Texto del ejercicio>
******************************

He desarrollado un anhelo ardiente ante el cigarro, de vez en cuando tenía la posibilidad de fumar en el atardecer en las bancas de mi facultad ante un silencio migrante de mi boca. Me gustaba degustar ese verbo paladeando su pecado en el humo, ahora el cigarro me invoca y me mutila con su brillo ceniciento que se desvanece. Entre mis manos puedo trazar este futuro que se escribe peregrino.
Esta pandemia me está matando, nunca imaginé que un virus podría exhumar mis sueños, podría limitar mis ambiciones y alejarme de mis seres amados. La última vez que fui al supermercado, pude visualizar los estantes vacíos, recorría con mi madre los pasillos con un temor al mínimo roce. Recuerdo que un hombre visualizó el estante del azúcar vacío y le señalé brevemente que se encontraba más azúcar en una bolsa. Mi madre se enojó y me dijo que no me acercara a nadie. Esta pandemia solo refleja nuestros más profundos miedos, nos matará con nuestra falta de ética y el tuétano del temor.
El otro día, el fin del mundo se congregaba en la cocina, mientras que mis padres cocinaban hot cakes hablaban de cómo esta pandemia nos matará. Después mi hermana disputaba que el final llegaría como un medio natural; tal vez el calentamiento global, la contaminación del aire o la falta de agua nos alcanzaría primero. Las voces se acrecentaban al saborear el miedo, fusilaban las paredes hasta disolver sus cenizas entre la sala, mi hot cake perdía su dulce sabor y se volvía salado y áspero, se disolvía en mi boca como final menguando. Observaba a mi abuela del otro lado, siempre sentada y atenta ante el televisor, ella miraba la misa, rezaba ante una voz estática que curtía ese momento, se limitaba a deleitarse ante su Dios perdido en la estratosfera de la contingencia.

******************************

(Entradas de datos guardados)
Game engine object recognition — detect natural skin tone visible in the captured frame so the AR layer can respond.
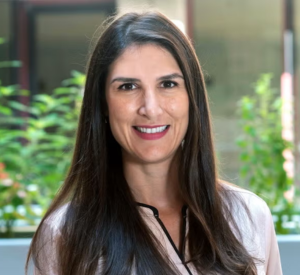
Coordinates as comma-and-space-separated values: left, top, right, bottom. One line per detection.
106, 44, 189, 250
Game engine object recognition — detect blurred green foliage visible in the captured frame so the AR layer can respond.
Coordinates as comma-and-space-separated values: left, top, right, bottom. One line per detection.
0, 40, 85, 236
237, 74, 300, 234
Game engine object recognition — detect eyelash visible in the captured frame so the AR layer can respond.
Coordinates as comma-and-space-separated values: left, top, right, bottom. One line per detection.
118, 80, 178, 91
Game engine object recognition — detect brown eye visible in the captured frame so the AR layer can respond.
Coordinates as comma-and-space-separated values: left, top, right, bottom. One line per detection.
118, 83, 137, 91
161, 81, 178, 89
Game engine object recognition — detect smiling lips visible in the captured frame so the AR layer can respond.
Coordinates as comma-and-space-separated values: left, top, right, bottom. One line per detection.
133, 125, 170, 140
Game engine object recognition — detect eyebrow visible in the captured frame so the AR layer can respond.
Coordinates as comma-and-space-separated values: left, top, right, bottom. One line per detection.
110, 73, 184, 84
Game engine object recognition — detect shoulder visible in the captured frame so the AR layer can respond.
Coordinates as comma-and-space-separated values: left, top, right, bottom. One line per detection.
220, 181, 270, 220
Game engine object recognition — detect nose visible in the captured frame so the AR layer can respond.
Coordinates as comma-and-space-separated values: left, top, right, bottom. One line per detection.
138, 88, 163, 120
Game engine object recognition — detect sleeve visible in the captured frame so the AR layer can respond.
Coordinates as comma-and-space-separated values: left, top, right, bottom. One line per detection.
265, 207, 282, 275
33, 221, 60, 275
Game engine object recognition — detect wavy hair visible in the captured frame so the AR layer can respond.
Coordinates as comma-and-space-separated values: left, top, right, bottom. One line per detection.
26, 12, 257, 275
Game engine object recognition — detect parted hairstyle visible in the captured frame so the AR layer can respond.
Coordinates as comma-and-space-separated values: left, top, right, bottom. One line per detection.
26, 11, 257, 275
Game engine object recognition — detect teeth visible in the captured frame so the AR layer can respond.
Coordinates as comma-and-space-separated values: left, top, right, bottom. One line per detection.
135, 125, 168, 134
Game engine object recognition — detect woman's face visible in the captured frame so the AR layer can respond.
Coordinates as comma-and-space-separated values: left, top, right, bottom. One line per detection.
106, 44, 189, 163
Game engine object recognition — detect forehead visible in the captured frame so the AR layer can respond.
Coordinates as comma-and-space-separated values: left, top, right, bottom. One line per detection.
109, 44, 181, 77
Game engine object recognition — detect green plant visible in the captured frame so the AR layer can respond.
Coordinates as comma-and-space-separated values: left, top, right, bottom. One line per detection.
237, 74, 299, 234
0, 62, 85, 235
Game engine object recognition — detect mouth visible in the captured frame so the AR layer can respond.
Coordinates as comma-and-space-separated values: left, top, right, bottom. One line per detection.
133, 125, 170, 134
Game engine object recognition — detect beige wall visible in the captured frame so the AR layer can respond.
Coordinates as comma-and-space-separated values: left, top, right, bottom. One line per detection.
116, 0, 186, 31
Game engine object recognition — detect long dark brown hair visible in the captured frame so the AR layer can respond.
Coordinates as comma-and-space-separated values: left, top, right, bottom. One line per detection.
26, 12, 257, 275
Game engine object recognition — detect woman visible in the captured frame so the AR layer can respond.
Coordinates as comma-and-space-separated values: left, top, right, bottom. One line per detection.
28, 12, 281, 275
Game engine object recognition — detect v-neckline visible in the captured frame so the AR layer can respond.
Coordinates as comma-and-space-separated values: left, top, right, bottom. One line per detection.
137, 203, 192, 275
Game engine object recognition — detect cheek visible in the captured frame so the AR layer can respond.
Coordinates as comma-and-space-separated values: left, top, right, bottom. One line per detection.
107, 97, 135, 128
168, 95, 189, 120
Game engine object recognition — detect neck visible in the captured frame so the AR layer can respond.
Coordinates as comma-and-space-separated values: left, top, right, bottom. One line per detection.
123, 152, 183, 212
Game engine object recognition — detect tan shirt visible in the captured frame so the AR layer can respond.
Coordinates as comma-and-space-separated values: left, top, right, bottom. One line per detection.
35, 184, 282, 275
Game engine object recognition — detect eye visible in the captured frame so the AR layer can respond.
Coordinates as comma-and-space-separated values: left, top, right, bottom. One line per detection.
161, 80, 178, 89
118, 83, 137, 91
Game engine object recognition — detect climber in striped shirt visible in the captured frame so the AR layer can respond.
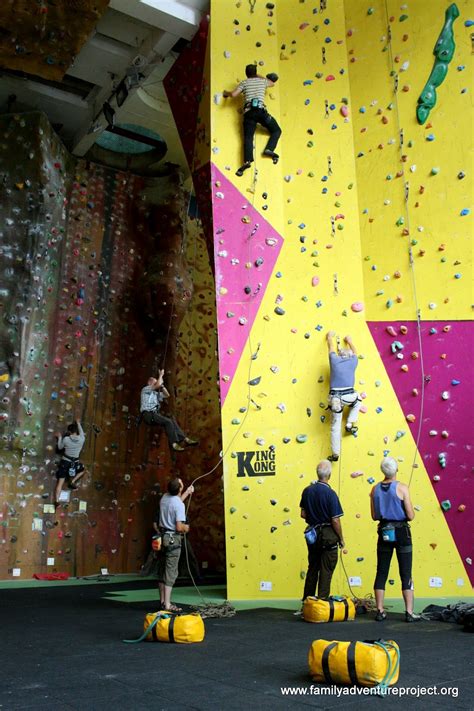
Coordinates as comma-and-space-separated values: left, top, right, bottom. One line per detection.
223, 64, 281, 176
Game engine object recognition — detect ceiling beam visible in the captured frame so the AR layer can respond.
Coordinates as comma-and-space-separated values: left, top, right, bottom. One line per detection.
109, 0, 202, 40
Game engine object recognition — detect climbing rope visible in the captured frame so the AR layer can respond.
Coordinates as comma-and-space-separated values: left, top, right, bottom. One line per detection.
385, 0, 425, 486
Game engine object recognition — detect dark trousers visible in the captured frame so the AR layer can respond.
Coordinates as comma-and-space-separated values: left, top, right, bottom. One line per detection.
244, 109, 281, 163
303, 526, 339, 600
143, 410, 186, 445
374, 524, 413, 590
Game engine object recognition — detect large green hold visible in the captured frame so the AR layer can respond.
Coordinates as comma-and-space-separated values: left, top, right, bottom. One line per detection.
416, 3, 459, 125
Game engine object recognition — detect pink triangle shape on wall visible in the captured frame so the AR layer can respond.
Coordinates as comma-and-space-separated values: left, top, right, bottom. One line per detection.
211, 165, 283, 404
368, 321, 474, 582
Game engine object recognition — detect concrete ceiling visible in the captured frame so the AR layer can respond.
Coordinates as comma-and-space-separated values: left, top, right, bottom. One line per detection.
0, 0, 209, 171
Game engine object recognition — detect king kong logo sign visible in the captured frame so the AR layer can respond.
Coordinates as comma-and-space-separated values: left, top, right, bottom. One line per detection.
237, 449, 276, 476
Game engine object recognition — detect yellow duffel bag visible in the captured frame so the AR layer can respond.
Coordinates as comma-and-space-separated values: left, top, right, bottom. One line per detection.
143, 612, 204, 644
308, 639, 400, 686
303, 596, 355, 622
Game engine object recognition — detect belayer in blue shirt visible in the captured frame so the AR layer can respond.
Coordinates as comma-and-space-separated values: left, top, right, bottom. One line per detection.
370, 457, 421, 622
300, 459, 344, 600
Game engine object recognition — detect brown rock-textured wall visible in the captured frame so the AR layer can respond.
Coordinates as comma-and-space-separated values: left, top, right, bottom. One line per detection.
0, 114, 223, 577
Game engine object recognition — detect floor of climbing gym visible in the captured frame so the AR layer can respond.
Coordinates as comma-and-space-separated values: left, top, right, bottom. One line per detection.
0, 578, 473, 711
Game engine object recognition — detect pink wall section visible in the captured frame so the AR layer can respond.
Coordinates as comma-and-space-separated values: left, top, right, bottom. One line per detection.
368, 321, 474, 582
211, 165, 283, 404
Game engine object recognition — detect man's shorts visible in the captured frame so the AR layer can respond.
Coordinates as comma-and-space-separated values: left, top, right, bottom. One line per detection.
56, 459, 84, 479
158, 532, 183, 588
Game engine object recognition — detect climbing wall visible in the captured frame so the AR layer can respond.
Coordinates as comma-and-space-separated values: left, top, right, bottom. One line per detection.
164, 17, 225, 572
176, 217, 225, 573
0, 114, 223, 578
211, 0, 473, 599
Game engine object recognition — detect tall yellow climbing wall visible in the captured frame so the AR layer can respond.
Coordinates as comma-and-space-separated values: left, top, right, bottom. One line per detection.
211, 0, 470, 599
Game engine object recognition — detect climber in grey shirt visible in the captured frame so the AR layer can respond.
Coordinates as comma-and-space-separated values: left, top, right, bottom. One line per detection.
54, 420, 86, 508
326, 331, 362, 462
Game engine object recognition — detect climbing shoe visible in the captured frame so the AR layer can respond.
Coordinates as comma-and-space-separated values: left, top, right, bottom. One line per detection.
235, 161, 252, 178
405, 612, 422, 622
171, 442, 185, 452
184, 437, 199, 447
263, 148, 280, 165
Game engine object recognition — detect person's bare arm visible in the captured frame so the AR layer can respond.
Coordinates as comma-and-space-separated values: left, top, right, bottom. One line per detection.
399, 484, 415, 521
344, 336, 357, 355
326, 331, 336, 353
153, 370, 170, 398
179, 484, 194, 501
331, 516, 344, 546
222, 86, 242, 99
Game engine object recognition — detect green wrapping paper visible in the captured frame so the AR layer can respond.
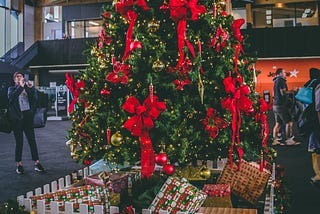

******************************

Ejercicios>
1) Según el texto sobre la pandemia, ¿qué cocinaban los padres mientras hablaban de cómo esta pandemia nos matará?
2) Reanuda el texto sobre la pandemia a partir de su última oración.

Soluciones>
1) Cocinaban hot cakes.

2)
Ella tenía entre su regazo a mi sobrina, la acariciaba como una gema arcana, como si su juventud y belleza se pudieran conservar en el recoveco de sus manos. Me deleitaba con la imagen de la bebé durmiendo en sus piernas. Mi Alondra amada: detesto el hecho de que te tocase crecer en el epicentro de una pandemia, que tu mundo se limite entre paredes, televisores y el miedo cocinándose en la cacerola, aborrezco que miremos entre asco y temor a la gente, que me tenga que aguantar estas ganas de comerte a besos y caricias para evitar cualquier infección posible. Tú duermes entre mis brazos, sueñas con las caricias de tu madre y los besos de tu padre, cocinas mis palabras en tus labios, ríes entre tu ignorancia y lloras en tu hambre, ojalá todos pensáramos como tú.
Esta pandemia se acrecienta en mí desde hace meses, tengo vacío los estantes del corazón, tiemblan mis vísceras, la tos seca de la melancolía se acrecienta mientras hierve mi frente ante las memorias que se dispersan en mi carne infectada. Cada noche no puedo dejar de envidiar el amor que comparte mi hermana con su pareja, comparten a bocanadas su cariño, envidio como otras personas tienen el hórrido placer de tener en sus casas a sus mascotas, yo sigo persiguiendo la sombra de mi perro muerto, la que arde en el patio y mutila esta soledad carmesí.
Esta soledad que rasguña mi piel azul, que grita en la lujuria de mi sed y se escarnece en mi silencio. Me hace invocar mi recuerdo en aquella banca, en donde me limitaba a palpar el silencio y dibujar el diluvio de mi tristeza. Acariciaba a lo lejos la sonrisa de mi abuelo, mientras miraba su ataúd; mi hermana lloraba como Magdalena en el hombro de su amado, y yo sigo aquí en mi cama, en la misma banca fría y occisa que no tiene un hombro a quien llorar, solo un fantasma en el bolsillo y una pandemia que embriaga con el gemido de su melancolía.